Miyamoto

Miyamoto

Michael D. Miyamoto, Ph.D.
Professor



Research Interests:

My research focuses on how repetitive stimulation increases transmitter release from motor nerves during the post-stimulation period. This enhancement of synaptic transmission or “facilitation” (lasting several minutes) is a type of short-term plasticity that may shed light on phenomena such as learning and memory. Facilitation is believed to be due to the buildup of ionic calcium (required for exocytosis) in the nerve terminal that results from entry through membrane channels. The decay in facilitation is presumably due to sequestration and extrusion of the ionic calcium by various processes. The time course of decay can be separated into four distinct components, which suggests that at least four processes (organelles?) play a role in terminating facilitation. The experimental approach involves the use of electrophysiology to monitor quantized (vesicular) transmitter release at single synapses. Its primary advantage is to allow investigation of the dynamics of facilitation and its decay, in intact nerve terminals on a “real-time” basis (millisecond time scale). Statistical patterns of quantal transmitter release and a mathematical model of the release process are used to dissociate the effects of various physiologic and pharmacologic manipulations on the four components of decay. Conceivably, modification of the decay process by certain agents may be a way to selectively prolong facilitation, which may be helpful in treating disorders involving deficiencies in synaptic transmission.

This research is not currently funded.


Selected Publications:

Hubbard, J.I., Wilson, D.F., and Miyamoto, M.: Reduction of transmitter release by d-tubocurarine. Nature 223:531-533,1969

Miyamoto, M.D. and Volle, R.L.: Enhancement by carbachol of transmitter release from motor nerve terminals. Proc. Nat. Acad. Sci. (USA) 71:1489-1492, 1974.

Miyamoto, M.D. and Breckenridge, B. McL.: A cyclic adenosine monophosphate link in the catecholamine enhancement of transmitter release at the neuromuscular junction. J. Gen. Physiol. 63: 609-624, 1974.

Miyamoto, M.D.: Binomial analysis of quantal transmitter release at glycerol treated frog neuromuscular junctions. J. Physiol. (Lond.) 250:121-142, 1975.

Miyamoto, M.D.: The actions of cholinergic drugs on motor nerve terminals. Pharmacol. Rev. 29:211-247, 1977.

Miyamoto, M.D.: Probability of quantal transmitter release from nerve terminals: theoretical considerations in the determination of spatial variation. J. Theor. Biol. 123:289-304, 1986.

Cheng, H. and Miyamoto, M.D.: Effect of hypertonicity on augmentation and potentiation and on the corresponding quantal parameters of transmitter release. J. Neurophysiol. 81:1428-1431, 1999.

Brailoiu, E., Miyamoto, M.D., and Dun, N.J.: Nicotinic acid adenine dinucleotide phosphate enhances quantal neurosecretion at the frog neuromuscular junction: possible action on synaptic vesicles in the releasable pool. Mol. Pharmacol. 60:718-724, 2001.

Brailoiu, E., Miyamoto, M.D., and Dun, N.J.: Calmodulin increases transmitter release by mobilizing quanta at the frog motor nerve terminal. Br. J. Pharmacol. 137:719-727, 2002.

Miyamoto, M.D.: Agents Affecting Neuromuscular Transmission. Chapt. 28. In: Modern Pharmacology with Clinical Applications, Sixth Ed., C.R. Craig & R.E. Stitzel (eds.) Lippincott Williams Wilkins, pp. 338-347, 2004.

------------------------------------------------

■ REQUIRED WORK
In the faculty profile, which people appear alongside Miyamoto as co-authors of the journal articles under "Selected Publications"? Nothing in the material that follows is needed for the task.

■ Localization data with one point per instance
------------------------------------------------

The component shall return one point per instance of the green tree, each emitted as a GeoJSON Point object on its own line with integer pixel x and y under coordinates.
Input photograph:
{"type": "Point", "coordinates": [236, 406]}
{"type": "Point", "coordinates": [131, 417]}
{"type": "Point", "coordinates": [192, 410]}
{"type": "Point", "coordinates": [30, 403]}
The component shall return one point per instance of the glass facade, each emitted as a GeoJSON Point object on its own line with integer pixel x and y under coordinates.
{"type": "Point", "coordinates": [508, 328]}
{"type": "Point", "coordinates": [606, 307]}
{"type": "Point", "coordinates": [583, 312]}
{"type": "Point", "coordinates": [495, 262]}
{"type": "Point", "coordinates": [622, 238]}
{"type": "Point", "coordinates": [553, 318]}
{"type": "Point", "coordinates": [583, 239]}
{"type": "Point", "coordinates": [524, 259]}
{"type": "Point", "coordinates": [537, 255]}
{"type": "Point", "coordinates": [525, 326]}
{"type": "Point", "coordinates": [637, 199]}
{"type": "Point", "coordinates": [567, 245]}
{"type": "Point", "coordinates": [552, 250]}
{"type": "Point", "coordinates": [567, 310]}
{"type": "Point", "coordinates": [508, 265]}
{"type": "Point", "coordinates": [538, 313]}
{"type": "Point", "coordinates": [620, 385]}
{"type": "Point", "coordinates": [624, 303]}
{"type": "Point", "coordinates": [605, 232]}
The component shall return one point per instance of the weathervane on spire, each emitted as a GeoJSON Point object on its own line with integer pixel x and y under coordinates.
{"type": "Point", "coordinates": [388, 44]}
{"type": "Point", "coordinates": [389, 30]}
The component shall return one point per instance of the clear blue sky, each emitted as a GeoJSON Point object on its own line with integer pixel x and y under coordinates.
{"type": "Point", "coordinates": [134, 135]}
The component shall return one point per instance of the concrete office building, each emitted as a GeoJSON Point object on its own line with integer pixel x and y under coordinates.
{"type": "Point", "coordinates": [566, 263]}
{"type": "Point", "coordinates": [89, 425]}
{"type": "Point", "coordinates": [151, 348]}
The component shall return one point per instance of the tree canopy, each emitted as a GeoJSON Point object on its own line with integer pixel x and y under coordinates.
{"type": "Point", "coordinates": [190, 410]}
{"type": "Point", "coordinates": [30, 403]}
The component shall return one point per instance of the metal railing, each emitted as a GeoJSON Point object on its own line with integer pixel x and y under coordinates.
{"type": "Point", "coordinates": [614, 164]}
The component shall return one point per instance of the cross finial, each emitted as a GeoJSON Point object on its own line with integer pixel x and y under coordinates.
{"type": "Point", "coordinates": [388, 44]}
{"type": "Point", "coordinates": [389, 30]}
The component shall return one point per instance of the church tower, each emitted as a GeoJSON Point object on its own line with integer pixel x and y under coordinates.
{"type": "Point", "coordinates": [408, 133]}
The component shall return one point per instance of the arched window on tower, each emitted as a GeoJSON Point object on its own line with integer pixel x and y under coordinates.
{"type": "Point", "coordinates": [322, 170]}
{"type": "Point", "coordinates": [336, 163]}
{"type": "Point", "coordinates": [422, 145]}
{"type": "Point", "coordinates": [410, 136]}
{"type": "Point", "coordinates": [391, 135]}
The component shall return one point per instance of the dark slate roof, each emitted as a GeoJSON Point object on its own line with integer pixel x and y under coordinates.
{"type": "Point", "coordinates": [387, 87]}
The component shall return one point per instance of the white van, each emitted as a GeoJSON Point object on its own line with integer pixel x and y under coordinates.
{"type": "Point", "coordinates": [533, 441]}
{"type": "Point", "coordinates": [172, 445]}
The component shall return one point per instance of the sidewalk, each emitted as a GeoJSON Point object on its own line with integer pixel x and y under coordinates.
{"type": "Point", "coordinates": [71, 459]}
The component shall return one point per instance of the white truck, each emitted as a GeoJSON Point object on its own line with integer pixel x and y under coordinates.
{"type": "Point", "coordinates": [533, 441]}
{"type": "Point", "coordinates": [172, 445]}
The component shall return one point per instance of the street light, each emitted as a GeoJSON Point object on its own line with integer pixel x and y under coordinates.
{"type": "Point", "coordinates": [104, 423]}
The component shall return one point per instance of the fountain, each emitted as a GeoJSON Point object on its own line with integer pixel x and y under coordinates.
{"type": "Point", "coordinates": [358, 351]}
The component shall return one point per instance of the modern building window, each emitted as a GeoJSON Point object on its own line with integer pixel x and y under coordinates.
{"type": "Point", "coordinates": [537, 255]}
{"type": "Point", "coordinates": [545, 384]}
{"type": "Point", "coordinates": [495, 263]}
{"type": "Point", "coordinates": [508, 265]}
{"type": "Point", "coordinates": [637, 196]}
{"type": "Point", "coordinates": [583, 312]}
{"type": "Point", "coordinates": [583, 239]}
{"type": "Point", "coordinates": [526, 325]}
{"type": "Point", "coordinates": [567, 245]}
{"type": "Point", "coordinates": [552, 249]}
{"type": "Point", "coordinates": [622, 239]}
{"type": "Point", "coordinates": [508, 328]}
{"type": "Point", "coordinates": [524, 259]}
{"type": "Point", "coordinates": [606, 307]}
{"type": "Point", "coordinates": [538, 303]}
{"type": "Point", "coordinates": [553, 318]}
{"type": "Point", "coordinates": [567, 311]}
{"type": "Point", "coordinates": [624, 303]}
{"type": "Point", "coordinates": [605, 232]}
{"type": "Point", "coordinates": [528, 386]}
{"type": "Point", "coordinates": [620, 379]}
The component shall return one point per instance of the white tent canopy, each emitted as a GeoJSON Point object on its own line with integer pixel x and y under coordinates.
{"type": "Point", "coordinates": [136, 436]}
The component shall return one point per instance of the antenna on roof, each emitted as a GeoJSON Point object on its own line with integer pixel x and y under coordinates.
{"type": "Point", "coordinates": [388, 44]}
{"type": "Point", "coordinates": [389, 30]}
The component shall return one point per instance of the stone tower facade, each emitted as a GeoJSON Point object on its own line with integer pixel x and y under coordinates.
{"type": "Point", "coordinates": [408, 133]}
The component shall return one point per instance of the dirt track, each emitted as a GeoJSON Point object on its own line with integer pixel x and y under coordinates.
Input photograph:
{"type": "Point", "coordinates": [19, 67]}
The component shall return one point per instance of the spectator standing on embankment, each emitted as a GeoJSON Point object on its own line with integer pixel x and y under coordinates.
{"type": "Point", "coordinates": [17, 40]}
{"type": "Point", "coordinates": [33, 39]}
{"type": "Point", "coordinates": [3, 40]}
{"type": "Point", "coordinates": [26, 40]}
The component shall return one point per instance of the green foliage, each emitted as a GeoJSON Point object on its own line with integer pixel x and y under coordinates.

------------------------------------------------

■ EXPECTED OUTPUT
- Hubbard, J.I.
- Wilson, D.F.
- Volle, R.L.
- Breckenridge, B. McL.
- Cheng, H.
- Brailoiu, E.
- Dun, N.J.